* **Page extract**:
——
Effects of annealing temperature on structure and electrical properties of (Na, K)NbO₃ thin films grown by RF magnetron sputtering deposition

Abstract

In this study, lead-free (Na, K)NbO₃ films were successfully deposited by RF magnetron sputtering and subsequent annealing treatment, in which a KNN atmosphere was projected to prevent the alkali metal volatilization. Effects of annealing temperatures on structure and electrical properties of the KNN thin films were investigated systematically. The results show that, with the temperature increasing, the KNN films started crystallization accompanying with volatilization of alkaline elements as well as phase transition. The particle size and surface quality of the film closely depended on annealing temperature and atmosphere. The (100) preferred orientation, large grain size, dense morphology, and annealing atmosphere all benefited the electrical properties of the KNN films. Notablely, the KNN films deposited at 200 °C and subsequent annealed at 650 °C showed a well polarization of 2P _r  = 20.8 μC/cm² and coercive field 2E _c of 200 kV/cm.

1 Introduction

With the legislation restricting the utilization of lead-based materials, the KNN-based thin films have been paid much attention. To date, it has been generally accepted that (K, Na)NbO₃ (KNN)-based films are the most promising candidate materials because of high piezoelectric properties and high Curie temperatures. As a result, numerous techniques have been conducted to fabricate high-quality KNN films, including pulsed laser deposition [1, 2], RF magnetron sputtering [3], chemical solution deposition method [4], sol–gel processing [5], and so on. However, the volatilization of the alkali metal elements was still a disadvantage in crystallization process of KNN films, which made it difficult to fabricate the high-quality films.

Recently, many effects have been made to preserve the alkali metal elements in the films. For example, Li and Sun [6, 7] found that the optimal excess value of K and Na could largely decreased the Na, K and oxygen vacancies, and improve electrical properties of KNN films. Meanwhile, the introduction of Li, Ta, Co, and Mn [8–12] into KNN films played an important and indispensable role in enhancing ferroelectric and piezoelectric properties of the films. Adding V₂O₅ or Nb₂O₅ seed layers with different thickness were also found to reduce the crystallization temperature, and prevent alkali metal volatilization and thus largely improve microstructure and leakage property [13, 14]. In addition, subsequent annealing treatment in KNN atmosphere was thought to be a key for high-quality KNN thin films with good ferroelectric properties [15].
——
* **Given entries**:
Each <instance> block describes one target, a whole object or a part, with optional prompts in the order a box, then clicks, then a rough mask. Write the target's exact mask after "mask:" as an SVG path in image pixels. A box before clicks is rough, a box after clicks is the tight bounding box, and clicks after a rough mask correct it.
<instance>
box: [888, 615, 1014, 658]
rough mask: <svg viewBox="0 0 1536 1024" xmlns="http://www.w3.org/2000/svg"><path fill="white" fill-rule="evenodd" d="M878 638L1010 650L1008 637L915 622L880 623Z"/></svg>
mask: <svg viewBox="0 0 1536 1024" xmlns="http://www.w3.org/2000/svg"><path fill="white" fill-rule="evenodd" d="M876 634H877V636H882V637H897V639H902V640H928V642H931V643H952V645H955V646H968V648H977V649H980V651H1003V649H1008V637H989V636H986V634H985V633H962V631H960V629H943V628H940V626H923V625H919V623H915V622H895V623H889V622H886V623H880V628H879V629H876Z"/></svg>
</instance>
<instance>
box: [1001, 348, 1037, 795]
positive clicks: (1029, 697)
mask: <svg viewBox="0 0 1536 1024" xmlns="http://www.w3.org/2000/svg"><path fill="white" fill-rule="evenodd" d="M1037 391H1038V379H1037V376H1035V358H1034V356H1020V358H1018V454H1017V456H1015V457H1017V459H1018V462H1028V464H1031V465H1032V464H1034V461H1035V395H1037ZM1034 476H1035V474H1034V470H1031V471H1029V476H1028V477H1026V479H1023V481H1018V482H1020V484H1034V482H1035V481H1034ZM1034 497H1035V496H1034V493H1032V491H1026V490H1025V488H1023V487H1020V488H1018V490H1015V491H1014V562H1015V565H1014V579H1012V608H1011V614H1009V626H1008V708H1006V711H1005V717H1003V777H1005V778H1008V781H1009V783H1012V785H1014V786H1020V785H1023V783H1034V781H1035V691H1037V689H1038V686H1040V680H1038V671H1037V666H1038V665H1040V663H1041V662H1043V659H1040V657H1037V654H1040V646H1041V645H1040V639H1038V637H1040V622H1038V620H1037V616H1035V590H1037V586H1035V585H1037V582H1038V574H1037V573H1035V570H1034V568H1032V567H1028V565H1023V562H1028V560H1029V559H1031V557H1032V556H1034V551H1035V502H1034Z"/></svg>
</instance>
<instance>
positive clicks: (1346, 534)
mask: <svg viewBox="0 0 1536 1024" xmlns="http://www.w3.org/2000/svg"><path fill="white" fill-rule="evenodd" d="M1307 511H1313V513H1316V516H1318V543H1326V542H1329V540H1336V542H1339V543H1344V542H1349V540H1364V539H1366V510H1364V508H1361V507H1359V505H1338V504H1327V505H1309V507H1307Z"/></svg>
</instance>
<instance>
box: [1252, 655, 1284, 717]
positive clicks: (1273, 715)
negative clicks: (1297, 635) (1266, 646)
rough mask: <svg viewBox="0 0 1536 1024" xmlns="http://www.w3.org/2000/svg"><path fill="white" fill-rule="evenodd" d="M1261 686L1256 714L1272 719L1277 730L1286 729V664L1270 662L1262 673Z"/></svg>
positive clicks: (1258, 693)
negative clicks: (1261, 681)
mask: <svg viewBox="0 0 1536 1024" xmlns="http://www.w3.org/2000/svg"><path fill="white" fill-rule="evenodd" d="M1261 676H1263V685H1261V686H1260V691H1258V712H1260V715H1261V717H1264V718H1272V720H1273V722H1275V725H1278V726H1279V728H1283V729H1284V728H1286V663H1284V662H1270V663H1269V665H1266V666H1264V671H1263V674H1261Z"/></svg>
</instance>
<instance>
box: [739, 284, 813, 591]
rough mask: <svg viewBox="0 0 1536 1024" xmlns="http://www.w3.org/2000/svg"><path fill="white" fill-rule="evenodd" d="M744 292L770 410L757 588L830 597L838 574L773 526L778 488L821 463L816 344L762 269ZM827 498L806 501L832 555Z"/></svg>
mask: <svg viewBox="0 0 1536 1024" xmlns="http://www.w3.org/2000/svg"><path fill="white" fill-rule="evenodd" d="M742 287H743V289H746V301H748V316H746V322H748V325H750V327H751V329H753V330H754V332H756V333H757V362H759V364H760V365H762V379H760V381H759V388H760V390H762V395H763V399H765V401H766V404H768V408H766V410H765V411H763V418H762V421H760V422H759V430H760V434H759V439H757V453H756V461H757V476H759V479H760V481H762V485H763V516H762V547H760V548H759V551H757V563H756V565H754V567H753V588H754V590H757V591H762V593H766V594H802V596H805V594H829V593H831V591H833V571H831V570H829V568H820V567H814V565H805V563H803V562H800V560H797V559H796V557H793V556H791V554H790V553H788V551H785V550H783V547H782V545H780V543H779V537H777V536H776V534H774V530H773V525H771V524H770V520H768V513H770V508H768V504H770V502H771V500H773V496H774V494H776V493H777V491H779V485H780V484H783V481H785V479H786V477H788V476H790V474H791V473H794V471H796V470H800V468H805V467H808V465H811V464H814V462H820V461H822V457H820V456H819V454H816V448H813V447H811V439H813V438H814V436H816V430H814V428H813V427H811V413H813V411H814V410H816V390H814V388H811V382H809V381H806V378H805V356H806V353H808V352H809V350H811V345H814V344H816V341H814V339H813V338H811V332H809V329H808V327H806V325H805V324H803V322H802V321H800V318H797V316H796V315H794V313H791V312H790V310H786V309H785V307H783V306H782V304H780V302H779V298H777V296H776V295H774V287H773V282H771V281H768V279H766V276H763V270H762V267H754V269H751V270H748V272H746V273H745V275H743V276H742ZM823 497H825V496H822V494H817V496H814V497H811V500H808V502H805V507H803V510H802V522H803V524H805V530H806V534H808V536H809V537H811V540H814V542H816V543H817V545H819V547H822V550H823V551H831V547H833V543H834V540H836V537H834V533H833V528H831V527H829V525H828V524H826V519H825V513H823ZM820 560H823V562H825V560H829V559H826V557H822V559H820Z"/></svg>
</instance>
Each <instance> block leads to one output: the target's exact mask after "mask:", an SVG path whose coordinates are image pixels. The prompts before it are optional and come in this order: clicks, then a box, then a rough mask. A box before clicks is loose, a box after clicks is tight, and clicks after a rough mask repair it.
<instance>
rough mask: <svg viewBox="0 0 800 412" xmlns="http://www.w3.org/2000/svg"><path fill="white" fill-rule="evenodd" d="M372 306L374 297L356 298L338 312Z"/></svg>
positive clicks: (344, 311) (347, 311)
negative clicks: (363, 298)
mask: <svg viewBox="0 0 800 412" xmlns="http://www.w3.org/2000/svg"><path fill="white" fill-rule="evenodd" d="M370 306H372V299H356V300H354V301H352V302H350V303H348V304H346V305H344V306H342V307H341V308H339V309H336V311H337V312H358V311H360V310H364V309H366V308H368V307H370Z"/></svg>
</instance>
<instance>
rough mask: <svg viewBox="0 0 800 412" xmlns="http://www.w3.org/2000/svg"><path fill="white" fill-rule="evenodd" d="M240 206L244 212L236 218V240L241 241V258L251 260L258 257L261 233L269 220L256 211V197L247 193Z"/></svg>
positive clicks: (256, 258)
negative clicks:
——
* **Work to complete**:
1 > In the KNN thin film article, at what temperature were the films annealed to reach a 2P_r of 20.8 μC/cm²?
2 > Continue the KNN thin film article from the end of its last sentence.
The items have nothing to do with the KNN thin film article.

* **Responses for each task**:
1 > 650 °C

2 >
Compared with compositional modification, optimizing annealing temperature seems to be a simpler and easier pathway for improving electrical properties of KNN films [16]. However, there is little report on the effects of annealing temperature on the microstructural and electrical properties of KNN films derived from RF magnetron sputtering method, which is one of the suitable routes to make high quality and uniform films on large area substrate. In this study, we obtained high quality KNN thin films prepared by RF-magnetron sputtering and subsequent annealing treatments in KNN atmosphere, and influence of annealing temperature on the structural and electrical properties of KNN films was systematically investigated.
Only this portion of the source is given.